» Set problem
Reproduce verbatim the lines of the records below, beginning with the line that contains "white window trim." and continuing through the final line of the records, with both of those lines included.

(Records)
::::::

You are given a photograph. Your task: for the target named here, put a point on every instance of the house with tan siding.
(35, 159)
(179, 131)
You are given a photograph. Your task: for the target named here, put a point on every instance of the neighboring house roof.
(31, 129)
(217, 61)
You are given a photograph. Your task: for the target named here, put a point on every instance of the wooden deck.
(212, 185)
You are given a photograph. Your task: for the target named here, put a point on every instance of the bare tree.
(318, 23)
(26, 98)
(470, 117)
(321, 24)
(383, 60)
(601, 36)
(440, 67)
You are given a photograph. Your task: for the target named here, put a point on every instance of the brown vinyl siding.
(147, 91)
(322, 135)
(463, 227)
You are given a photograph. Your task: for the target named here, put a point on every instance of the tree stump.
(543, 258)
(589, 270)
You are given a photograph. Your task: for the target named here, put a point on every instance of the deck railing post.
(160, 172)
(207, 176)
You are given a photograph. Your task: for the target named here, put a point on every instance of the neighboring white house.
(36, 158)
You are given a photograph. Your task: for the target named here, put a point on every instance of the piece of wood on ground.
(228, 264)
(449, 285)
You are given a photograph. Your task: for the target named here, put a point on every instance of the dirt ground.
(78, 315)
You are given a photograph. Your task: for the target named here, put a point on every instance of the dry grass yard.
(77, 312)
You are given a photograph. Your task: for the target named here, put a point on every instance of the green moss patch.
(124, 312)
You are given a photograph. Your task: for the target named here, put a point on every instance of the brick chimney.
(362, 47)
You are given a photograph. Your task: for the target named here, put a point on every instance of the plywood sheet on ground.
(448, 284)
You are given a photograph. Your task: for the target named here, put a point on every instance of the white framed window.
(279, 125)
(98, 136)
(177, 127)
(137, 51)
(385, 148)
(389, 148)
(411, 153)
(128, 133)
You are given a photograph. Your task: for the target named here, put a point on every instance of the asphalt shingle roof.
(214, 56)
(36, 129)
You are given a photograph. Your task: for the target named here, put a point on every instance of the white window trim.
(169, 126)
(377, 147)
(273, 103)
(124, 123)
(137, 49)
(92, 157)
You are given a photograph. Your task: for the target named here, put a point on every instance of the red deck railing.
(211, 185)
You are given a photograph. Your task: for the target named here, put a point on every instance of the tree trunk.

::::::

» Worked answer
You are given a photograph. Your task: for the target named here, put a point on every instance of the white window trim.
(169, 126)
(377, 147)
(273, 103)
(124, 123)
(137, 49)
(92, 157)
You are given a photograph. Your task: for the target named here, put a point on every instance of the red deck railing.
(211, 185)
You are given a photograph. Your task: for the target named here, put a point on every instance of the tree trunk.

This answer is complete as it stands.